Instructions for the task: Among the entries below, how many lines contain "Target"? Answer with the number only.

[Saved entries]
::::::

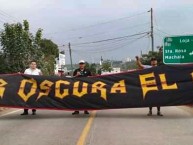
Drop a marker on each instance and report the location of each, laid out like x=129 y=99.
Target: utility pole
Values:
x=152 y=36
x=69 y=46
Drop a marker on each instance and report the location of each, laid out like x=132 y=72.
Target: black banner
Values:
x=157 y=86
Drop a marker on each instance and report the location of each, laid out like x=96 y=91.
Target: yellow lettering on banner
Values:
x=2 y=88
x=120 y=86
x=164 y=84
x=82 y=92
x=148 y=85
x=32 y=91
x=45 y=86
x=65 y=92
x=99 y=86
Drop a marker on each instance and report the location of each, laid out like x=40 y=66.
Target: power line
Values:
x=110 y=39
x=162 y=31
x=101 y=33
x=114 y=48
x=102 y=23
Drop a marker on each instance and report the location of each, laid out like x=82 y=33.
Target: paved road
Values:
x=107 y=127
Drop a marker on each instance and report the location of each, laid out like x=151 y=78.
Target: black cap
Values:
x=153 y=59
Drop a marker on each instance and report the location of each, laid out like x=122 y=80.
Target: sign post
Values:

::::::

Response box: 7